To do: For every record below, repeat the text exactly and pass over any image.

Data for the task:
....

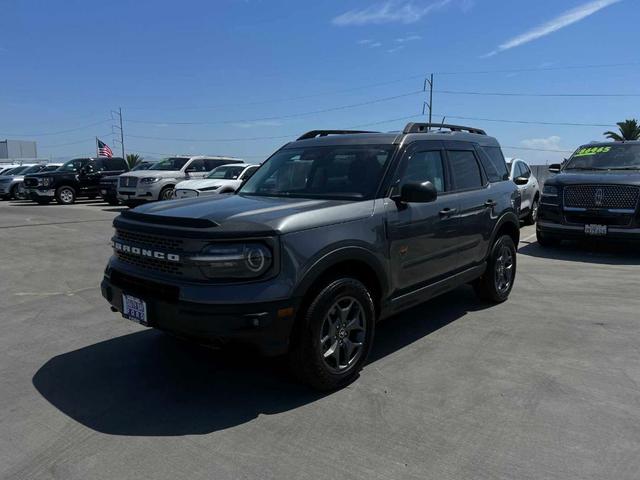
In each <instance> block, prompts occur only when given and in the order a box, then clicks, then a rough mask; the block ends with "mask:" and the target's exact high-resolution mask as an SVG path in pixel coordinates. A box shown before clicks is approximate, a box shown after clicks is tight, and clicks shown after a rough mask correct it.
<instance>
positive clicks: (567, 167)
mask: <svg viewBox="0 0 640 480" xmlns="http://www.w3.org/2000/svg"><path fill="white" fill-rule="evenodd" d="M564 169H565V170H640V144H624V143H620V145H606V146H592V147H590V146H588V145H587V146H584V147H580V148H579V149H578V150H576V152H575V153H574V154H573V155H572V156H571V158H570V159H569V160H568V161H567V164H566V165H565V167H564Z"/></svg>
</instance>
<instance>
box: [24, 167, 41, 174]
mask: <svg viewBox="0 0 640 480" xmlns="http://www.w3.org/2000/svg"><path fill="white" fill-rule="evenodd" d="M40 170H42V165H33V166H32V167H29V168H27V169H26V170H25V171H24V172H22V173H23V174H24V175H27V174H28V173H38V172H39V171H40Z"/></svg>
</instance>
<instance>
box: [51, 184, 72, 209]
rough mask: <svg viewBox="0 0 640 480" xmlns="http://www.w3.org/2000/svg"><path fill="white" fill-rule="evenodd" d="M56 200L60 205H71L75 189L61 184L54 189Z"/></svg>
mask: <svg viewBox="0 0 640 480" xmlns="http://www.w3.org/2000/svg"><path fill="white" fill-rule="evenodd" d="M56 201H57V202H58V203H59V204H60V205H71V204H72V203H75V201H76V191H75V190H74V189H73V187H69V186H67V185H63V186H62V187H59V188H58V189H57V190H56Z"/></svg>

....

Response area:
In each <instance> block, prompts occur only when given and in the order a box, then clicks, then a rough mask; the block ends with "mask:" and the target's exact high-resolution mask as an SVG path in pixel coordinates. A box shown before clicks is approximate, a box shown after clicks is tight, and clicks shown after a rough mask correct it.
<instance>
positive clicks: (567, 167)
mask: <svg viewBox="0 0 640 480" xmlns="http://www.w3.org/2000/svg"><path fill="white" fill-rule="evenodd" d="M564 169H565V170H640V144H624V143H620V145H606V146H592V147H590V146H588V145H587V146H584V147H580V148H579V149H578V150H576V152H575V153H574V154H573V155H572V156H571V158H570V159H569V160H568V161H567V164H566V165H565V167H564Z"/></svg>
</instance>
<instance>
box: [24, 167, 41, 174]
mask: <svg viewBox="0 0 640 480" xmlns="http://www.w3.org/2000/svg"><path fill="white" fill-rule="evenodd" d="M40 170H42V165H33V166H32V167H29V168H27V169H26V170H25V171H24V172H22V173H23V174H24V175H27V174H28V173H38V172H39V171H40Z"/></svg>
</instance>
<instance>
box: [51, 184, 72, 209]
rough mask: <svg viewBox="0 0 640 480" xmlns="http://www.w3.org/2000/svg"><path fill="white" fill-rule="evenodd" d="M56 200L60 205H71L75 189L61 184L54 189Z"/></svg>
mask: <svg viewBox="0 0 640 480" xmlns="http://www.w3.org/2000/svg"><path fill="white" fill-rule="evenodd" d="M56 201H57V202H58V203H59V204H60V205H71V204H72V203H75V201H76V191H75V190H74V189H73V187H69V186H67V185H63V186H62V187H59V188H58V189H57V190H56Z"/></svg>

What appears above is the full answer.